# Excerpted passage:
┌──
Will your retirement include a so-called “second act”? It’s a concept that gets a lot of attention these days (probably because most of today’s retirees are baby boomers who have never been content to be predictable). The idea of a second act simply refers to that stage of life when you can stop working merely because you have to and instead follow your passion. Your second act may be a job or it may be a part-time gig – or it might simply be something you love to do, whether it earns you any cash or not.
We came across this recent article from CNBC in which reporter Andrew Osterland advises retirees on when and how to pursue their second act. He notes that many financially secure retirees will be likely to pursue second careers based primarily on personal interests. But Osterland also sounds a loud warning bell at the beginning of his article when he demonstrates how, for roughly half of retirees, any dreams of pursuing their passion in retirement are probably doomed to fail for the simple reason that they won’t be able to afford it.
Our advice here at the start is simple: if you want to achieve the retirement you dream of, the time to start planning is now. Let’s take a closer look at the idea of the second act.
Half of Retirees Will Face Drop in Living Standard
In his CNBC article, Osterland begins with the sobering thought that many Americans who are heading into retirement expecting a “second act” may be in for a rough financial surprise.
“While the average amount of retirement savings for Americans between the ages of 55 and 64 was $408,000 in 2019, per the Federal Reserve Survey of Consumer Finances, the median savings was just $134,000 for that group,” Osterland writes. That means half of all people surveyed fall below that figure. According to Fidelity research, 25 percent of all U.S. households have no retirement savings at all. The same research showed the median 401(k) balance for respondents 65 and older at less than $83,000.
└──
# Stored data:
┌──
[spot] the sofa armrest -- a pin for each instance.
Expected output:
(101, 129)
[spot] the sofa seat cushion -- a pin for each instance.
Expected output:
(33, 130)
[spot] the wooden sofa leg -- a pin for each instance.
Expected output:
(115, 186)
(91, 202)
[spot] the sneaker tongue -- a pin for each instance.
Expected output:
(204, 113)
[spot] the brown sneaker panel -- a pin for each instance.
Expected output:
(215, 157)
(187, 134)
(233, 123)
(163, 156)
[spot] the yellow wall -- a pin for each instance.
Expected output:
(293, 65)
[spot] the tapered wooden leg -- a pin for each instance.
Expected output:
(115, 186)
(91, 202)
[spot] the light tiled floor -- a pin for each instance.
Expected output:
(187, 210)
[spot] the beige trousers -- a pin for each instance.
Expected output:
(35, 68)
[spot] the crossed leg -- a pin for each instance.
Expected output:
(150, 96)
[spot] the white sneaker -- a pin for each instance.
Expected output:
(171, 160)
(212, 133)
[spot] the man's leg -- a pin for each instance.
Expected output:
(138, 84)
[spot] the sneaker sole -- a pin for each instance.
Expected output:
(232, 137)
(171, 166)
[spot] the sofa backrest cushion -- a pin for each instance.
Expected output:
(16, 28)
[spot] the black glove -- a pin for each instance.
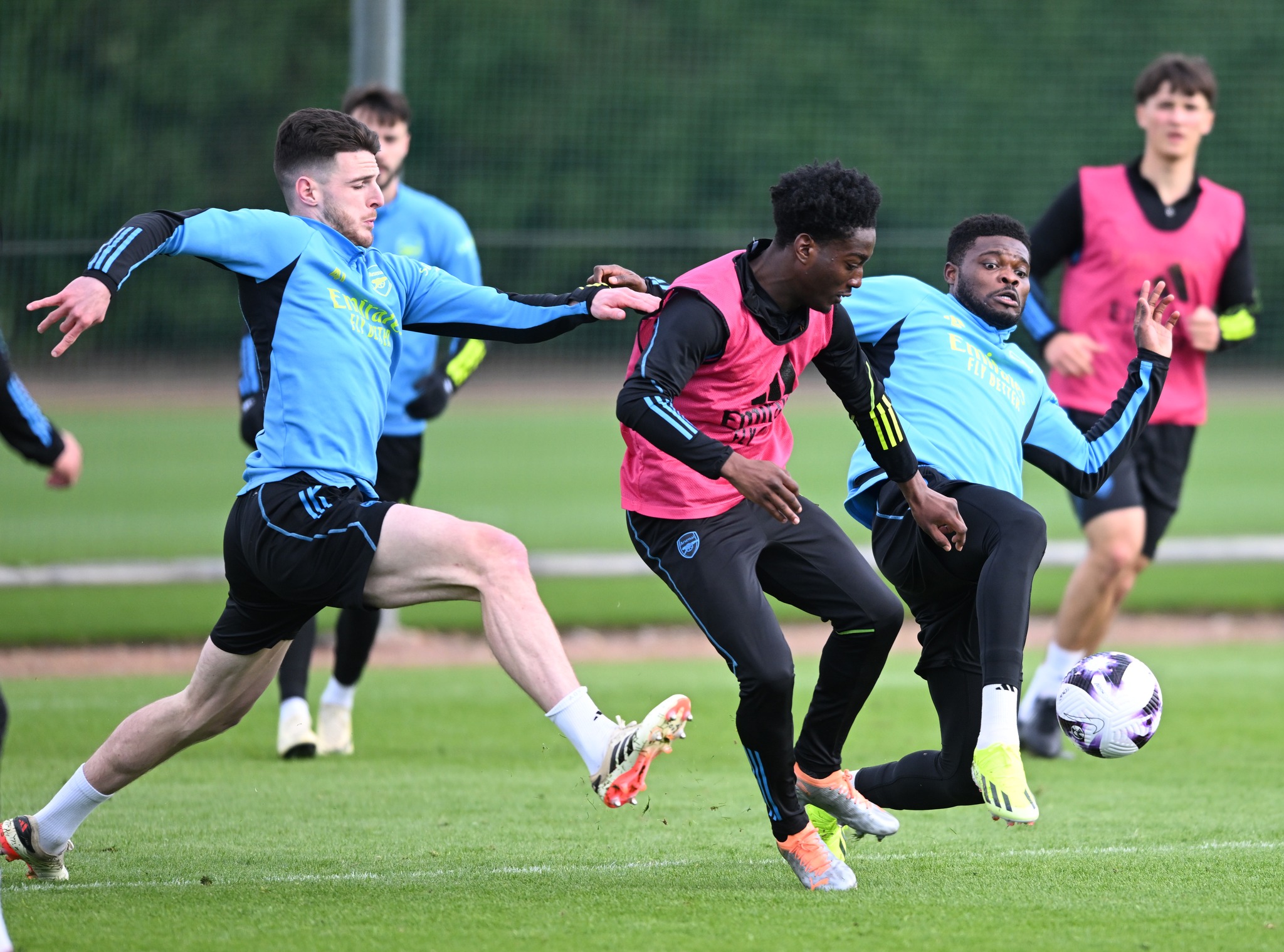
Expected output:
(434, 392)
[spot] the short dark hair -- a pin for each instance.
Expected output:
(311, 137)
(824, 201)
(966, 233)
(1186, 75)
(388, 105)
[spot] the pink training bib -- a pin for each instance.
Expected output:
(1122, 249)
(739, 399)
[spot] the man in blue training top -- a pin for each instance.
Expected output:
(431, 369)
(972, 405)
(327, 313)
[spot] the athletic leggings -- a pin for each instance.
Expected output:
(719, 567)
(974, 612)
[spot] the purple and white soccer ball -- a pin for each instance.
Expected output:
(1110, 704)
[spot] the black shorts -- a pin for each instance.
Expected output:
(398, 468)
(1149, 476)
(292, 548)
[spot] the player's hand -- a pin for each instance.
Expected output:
└──
# Direction 1:
According to the retirement article, what was the median retirement savings for Americans between the ages of 55 and 64 in 2019?
# Direction 2:
For each statement, say whether it agrees with the retirement article. Answer yes or no, and quote the words from the article that decide it.
(a) The average retirement savings for Americans aged 55 to 64 was $408,000 in 2019.
(b) Fidelity research found that half of all U.S. households have no retirement savings.
(c) The median 401(k) balance for respondents 65 and older was more than $100,000.
# Direction 3:
Carry on the retirement article from the point where it stops.
The records have no connection to the retirement article.

# Task result 1:
$134,000.

# Task result 2:
(a) Yes: "the average amount of retirement savings for Americans between the ages of 55 and 64 was $408,000 in 2019"
(b) No: "25 percent of all U.S. households have no retirement savings at all"
(c) No: "the median 401(k) balance for respondents 65 and older at less than $83,000"

# Task result 3:
This creates a potentially grim scenario, the article observes. “Between those savings and Social Security benefits, more than half of Americans in that pre-retirement age group will likely experience a major drop in their standard of living in full retirement. Although they may long to quit a job and pursue a passion — a ‘second act’ — their financial state will make that difficult.”
Tight Labor Market Creates Opportunities
Ironically, after stating this tough truth, Osterland notes that the opposite is also true: there are millions of Americans heading into retirement “who are more secure financially and can consider taking advantage of the tightest labor market in a generation to change their lives.”
Sheryl Garrett, a former financial advisor, says, “This environment may be the best we’ve ever seen for people in their 50s looking to do their next thing. I see lots of opportunities for second acts — maybe third and fourth acts, too.” In other words, for those who are prepared, opportunities abound for a highly satisfying “new you” in retirement.
Retirement “Not Natural,” Advisor Suggests
Garrett told Osterland that she doesn’t believe retirement is a natural state for humans, and she would rather see a person’s latter years as an opportunity for what she calls “retreading”. As Osterland explains, “[Retreading] may involve finding work that is gentler on your body but perhaps even more important, will feed an interest or passion.”
Moreover, as critical as finances are, Garrett definitely does not like the singular focus on financial preparedness that seems to be the norm when it comes to aging. “Preparing for retirement is about more than being financially prepared,” she says. “It’s about psychological and social preparedness. We need to have a second act. We may need it from a financial perspective, but over time I think it’s the psychological aspect that is more important.”
Practicing what she preaches, Garrett herself has pivoted from one-on-one advising to working with other advisors in a role closer to consultancy. She also manages a four-cabin resort in her home state of Arkansas. “I outsource the maintenance, but I get the benefits of meeting guests and they pay for our expenses,” she says. “I’ve also become a gardening fanatic.” For her, the second act definitely resonates with things she is passionate about.
Start with a Realistic Self-Assessment
The following are Garrett’s suggestions for the most vital questions you should be asking yourself when you consider the idea of a second act.
- What is your passion? To embark on a second act, Garrett says passion is paramount.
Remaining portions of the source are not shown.